━━━━━ Extracted text ━━━━━
# craftman router question



## tsbrewers (May 14, 2005)

Hey people, have a quick question. I am a trim carpenter by trade, and am venturing in to the woodworking side of it. My question today is, I bought a large craftsman router about 8 years ago, and was just wondering if it is worth building a table around it, or go another direction for the router. I do have a couple PC routers now and rarely use the craftman. 

It is basically this  router, just a few years older. I think I paid about $100 due to it being the display so it would not be too bad to not use it. 

Thanks
Brew


----------



## reible (Sep 10, 2004)

Hi tsbrewers

Welcome to the Forum!

From the time frame you speak of does your router happen to be a 315.275110? That is one that I own from about those days. If you got it for $100 you got a really good deal.

I have mine mounted in a table and it works fine. Well I did do a few things by way of a couple of modifications. First I used cork to plug the open posts, took off the plastic chip guard and added a router lifter. It is dedicated to the table and has served me well. Weighing in at almost 13 pounds I did not like it for hand work but in the table that doesn't matter.

I'd say use it.

Ed


----------



## tsbrewers (May 14, 2005)

It is a 315.275062, not really sure what the difference is, probably model years? 

Plus, do most people remove the factory base on the plunge router before it is mounted to the insert, or leave it on? Thanks for the help,

Brew


----------



## reible (Sep 10, 2004)

tsbrewers said:


> It is a 315.275062, not really sure what the difference is, probably model years?
> 
> Plus, do most people remove the factory base on the plunge router before it is mounted to the insert, or leave it on? Thanks for the help,
> 
> Brew


 In all case that I know about the sub base is removed before mounting to the table or mounting plate. 

Yea sears has a lot of router, don't know how different yours is from mine...

Ed


----------



## kp91 (Sep 10, 2004)

You'll have to remove the factory base plate and bolt on a larger router table insert plate. You can either buy a generic blank plate, or one pre-drilled for your router. I've gone both ways, and for $10 more buying a pre-drilled one is cheap. Once you have the size of your insert, you can build your table. Start simple at first, since once you figure out your particular method of work you'll want to re-design your table a couple of times.

Woodcraft
Woodhaven
Oak-Park
Amazon

all have a wide variety of router base plates that should meet your needs.

Work safe, have fun!


----------



## DONALD (Sep 12, 2004)
━━━━━
> _Written task_
Quote the router forum thread above word for word, from "From the time" up to and including "say use it.".
━━━━━ Data records ━━━━━
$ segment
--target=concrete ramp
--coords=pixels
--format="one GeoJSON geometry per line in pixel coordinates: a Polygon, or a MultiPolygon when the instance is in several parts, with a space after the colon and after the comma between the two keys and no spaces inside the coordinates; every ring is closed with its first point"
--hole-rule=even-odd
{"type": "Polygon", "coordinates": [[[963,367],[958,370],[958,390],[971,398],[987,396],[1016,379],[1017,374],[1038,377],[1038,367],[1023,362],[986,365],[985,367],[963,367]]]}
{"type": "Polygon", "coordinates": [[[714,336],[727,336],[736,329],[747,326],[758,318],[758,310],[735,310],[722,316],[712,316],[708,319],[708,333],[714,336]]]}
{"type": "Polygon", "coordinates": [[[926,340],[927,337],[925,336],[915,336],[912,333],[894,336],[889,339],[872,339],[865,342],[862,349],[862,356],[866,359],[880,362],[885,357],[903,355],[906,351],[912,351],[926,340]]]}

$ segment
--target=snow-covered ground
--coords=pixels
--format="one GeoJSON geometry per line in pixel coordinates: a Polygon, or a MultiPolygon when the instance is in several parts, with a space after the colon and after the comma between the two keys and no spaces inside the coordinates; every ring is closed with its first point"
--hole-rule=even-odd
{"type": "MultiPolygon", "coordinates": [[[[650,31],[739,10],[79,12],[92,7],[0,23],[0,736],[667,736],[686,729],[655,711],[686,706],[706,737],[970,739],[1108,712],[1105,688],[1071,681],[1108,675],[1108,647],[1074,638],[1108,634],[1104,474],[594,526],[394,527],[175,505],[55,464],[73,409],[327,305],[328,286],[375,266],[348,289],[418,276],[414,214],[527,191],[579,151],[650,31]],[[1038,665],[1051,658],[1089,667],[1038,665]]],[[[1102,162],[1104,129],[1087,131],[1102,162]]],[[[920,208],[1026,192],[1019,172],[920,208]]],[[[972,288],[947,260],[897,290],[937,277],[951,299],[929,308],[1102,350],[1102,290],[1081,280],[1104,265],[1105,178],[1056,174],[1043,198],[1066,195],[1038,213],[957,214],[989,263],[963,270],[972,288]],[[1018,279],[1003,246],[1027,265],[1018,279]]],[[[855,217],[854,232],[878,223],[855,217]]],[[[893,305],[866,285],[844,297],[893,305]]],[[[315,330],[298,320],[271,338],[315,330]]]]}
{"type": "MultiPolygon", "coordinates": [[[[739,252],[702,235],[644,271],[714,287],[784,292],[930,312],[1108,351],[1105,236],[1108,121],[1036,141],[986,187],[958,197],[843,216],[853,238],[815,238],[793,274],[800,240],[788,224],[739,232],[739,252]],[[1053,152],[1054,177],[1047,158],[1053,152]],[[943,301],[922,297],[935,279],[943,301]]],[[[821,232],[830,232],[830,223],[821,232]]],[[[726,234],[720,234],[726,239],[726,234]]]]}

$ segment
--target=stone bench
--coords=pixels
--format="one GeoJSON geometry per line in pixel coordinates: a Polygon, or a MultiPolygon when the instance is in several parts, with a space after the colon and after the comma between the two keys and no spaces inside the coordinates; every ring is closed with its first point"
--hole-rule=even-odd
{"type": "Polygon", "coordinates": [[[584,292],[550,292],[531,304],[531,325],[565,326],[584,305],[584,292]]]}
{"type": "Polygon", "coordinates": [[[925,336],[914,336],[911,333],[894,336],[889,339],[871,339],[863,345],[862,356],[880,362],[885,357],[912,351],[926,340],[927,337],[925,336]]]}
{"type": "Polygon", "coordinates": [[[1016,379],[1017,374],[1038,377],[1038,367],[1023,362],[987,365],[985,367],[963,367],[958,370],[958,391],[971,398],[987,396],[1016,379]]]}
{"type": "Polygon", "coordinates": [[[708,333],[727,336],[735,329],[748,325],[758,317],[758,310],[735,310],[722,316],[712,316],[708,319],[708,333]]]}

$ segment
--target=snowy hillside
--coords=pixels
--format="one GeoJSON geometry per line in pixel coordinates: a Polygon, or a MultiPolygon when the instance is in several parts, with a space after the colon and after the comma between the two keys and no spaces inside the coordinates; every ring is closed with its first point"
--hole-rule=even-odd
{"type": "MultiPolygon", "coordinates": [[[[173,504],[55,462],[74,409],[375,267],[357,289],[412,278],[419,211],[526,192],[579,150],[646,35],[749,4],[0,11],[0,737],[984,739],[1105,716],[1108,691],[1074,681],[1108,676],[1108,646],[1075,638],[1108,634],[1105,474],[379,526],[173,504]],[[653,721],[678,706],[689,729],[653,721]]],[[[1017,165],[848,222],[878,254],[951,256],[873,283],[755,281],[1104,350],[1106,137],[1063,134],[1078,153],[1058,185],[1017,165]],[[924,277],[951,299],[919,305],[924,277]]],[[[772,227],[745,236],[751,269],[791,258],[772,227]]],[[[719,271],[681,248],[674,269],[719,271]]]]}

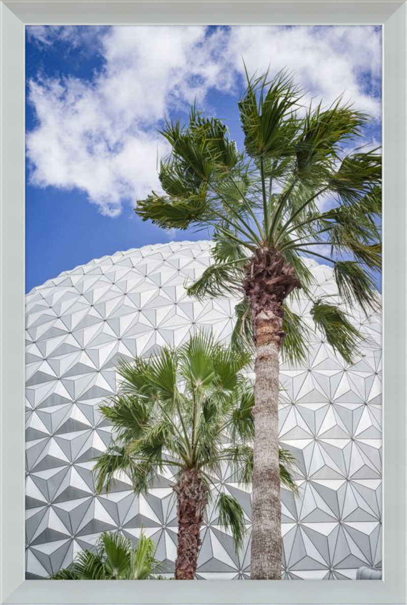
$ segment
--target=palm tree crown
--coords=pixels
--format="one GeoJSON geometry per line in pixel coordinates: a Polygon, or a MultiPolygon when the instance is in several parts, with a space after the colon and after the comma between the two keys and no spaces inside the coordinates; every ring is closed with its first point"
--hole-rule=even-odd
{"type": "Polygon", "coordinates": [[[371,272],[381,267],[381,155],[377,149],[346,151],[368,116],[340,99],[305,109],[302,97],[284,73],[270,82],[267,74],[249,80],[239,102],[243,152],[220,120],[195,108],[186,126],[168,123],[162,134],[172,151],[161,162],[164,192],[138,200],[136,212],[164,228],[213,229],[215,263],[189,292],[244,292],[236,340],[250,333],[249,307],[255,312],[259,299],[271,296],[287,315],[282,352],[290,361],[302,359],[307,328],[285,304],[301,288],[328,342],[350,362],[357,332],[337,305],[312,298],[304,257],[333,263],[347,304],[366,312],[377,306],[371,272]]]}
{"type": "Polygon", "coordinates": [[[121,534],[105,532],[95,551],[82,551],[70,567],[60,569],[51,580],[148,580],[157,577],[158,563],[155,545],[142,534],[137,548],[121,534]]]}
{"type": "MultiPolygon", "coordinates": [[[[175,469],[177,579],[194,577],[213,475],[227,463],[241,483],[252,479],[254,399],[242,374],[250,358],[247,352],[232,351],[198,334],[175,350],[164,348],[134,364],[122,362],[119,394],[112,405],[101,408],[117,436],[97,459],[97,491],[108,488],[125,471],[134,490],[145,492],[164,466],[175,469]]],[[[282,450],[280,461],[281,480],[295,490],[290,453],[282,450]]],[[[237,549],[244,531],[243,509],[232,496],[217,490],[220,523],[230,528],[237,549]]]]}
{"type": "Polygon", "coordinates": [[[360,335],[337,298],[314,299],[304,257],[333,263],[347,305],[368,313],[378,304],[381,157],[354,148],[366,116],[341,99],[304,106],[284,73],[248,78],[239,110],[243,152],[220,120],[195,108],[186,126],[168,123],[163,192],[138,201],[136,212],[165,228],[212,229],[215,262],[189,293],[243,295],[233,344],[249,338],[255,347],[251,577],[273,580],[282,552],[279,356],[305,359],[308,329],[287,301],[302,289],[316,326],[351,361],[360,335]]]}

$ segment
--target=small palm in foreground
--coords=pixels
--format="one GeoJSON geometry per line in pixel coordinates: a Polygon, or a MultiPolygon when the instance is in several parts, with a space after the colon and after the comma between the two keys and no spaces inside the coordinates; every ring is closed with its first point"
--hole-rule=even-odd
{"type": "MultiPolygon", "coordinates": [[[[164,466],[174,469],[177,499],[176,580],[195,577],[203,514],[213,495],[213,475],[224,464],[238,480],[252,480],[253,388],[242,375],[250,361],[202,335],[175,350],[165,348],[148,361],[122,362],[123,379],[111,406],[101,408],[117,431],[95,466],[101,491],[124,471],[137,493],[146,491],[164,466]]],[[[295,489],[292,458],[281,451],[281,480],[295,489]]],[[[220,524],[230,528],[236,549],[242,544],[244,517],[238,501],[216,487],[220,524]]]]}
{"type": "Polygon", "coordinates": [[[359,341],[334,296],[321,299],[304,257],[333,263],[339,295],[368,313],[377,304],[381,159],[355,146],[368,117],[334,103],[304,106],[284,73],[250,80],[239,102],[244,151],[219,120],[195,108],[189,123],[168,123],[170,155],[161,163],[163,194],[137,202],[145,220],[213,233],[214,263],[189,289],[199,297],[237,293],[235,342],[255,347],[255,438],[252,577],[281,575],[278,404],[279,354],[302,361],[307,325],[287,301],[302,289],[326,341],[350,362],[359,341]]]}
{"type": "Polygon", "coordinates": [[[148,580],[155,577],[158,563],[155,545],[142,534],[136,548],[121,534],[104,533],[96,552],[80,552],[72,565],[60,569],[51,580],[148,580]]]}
━━━━━
━━━━━ Data records ━━━━━
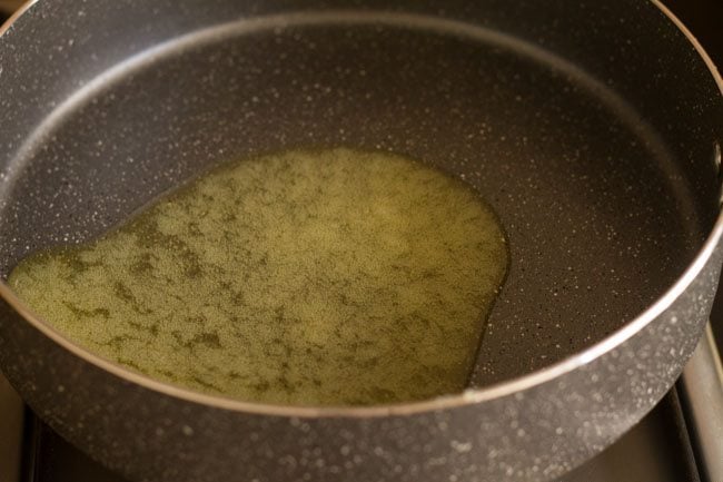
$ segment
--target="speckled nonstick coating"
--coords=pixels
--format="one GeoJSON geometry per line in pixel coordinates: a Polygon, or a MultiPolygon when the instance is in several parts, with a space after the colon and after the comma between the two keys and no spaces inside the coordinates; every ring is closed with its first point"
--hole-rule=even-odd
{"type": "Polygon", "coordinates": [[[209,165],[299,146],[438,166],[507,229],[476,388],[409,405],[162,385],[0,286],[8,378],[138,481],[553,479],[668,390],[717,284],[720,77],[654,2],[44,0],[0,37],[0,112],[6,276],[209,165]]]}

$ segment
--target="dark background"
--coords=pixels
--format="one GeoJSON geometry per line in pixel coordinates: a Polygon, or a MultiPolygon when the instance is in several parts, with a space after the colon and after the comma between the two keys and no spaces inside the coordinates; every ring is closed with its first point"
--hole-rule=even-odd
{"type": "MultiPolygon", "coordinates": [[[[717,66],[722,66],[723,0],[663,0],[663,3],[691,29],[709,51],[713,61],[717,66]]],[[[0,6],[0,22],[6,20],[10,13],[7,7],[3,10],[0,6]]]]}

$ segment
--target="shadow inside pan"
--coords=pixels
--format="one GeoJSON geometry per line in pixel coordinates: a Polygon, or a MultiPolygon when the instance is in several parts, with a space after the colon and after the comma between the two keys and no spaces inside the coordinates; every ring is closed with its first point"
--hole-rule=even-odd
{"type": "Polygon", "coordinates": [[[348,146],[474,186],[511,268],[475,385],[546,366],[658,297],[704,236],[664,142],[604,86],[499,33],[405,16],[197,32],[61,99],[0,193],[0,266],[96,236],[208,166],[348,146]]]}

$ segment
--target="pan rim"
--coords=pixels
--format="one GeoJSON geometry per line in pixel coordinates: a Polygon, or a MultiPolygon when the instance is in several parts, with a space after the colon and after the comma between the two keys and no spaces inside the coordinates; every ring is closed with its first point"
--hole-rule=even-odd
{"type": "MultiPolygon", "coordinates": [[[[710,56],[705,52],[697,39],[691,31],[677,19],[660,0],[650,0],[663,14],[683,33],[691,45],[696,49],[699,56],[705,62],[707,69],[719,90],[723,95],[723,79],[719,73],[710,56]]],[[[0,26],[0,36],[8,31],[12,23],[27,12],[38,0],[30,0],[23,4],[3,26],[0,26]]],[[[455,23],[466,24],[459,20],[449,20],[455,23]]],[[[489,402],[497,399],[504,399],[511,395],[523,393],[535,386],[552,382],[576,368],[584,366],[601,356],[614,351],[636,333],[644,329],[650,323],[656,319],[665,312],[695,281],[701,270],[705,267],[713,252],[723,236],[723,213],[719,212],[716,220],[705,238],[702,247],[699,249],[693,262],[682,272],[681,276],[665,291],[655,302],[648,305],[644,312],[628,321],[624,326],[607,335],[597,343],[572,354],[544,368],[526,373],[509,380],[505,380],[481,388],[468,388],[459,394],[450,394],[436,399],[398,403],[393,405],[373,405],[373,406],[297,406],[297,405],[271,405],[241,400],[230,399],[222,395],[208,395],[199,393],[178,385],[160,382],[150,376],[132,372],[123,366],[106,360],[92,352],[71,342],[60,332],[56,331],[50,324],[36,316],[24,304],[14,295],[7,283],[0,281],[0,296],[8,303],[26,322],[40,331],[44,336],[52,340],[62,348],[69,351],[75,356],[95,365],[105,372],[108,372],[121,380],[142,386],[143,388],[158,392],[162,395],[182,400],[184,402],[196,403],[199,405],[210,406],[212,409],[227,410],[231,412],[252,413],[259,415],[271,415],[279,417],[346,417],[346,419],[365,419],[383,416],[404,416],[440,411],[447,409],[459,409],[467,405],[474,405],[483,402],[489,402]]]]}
━━━━━
> _Right answer_
From the time frame you speak of does your router happen to be a 315.275110? That is one that I own from about those days. If you got it for $100 you got a really good deal.

I have mine mounted in a table and it works fine. Well I did do a few things by way of a couple of modifications. First I used cork to plug the open posts, took off the plastic chip guard and added a router lifter. It is dedicated to the table and has served me well. Weighing in at almost 13 pounds I did not like it for hand work but in the table that doesn't matter.

I'd say use it.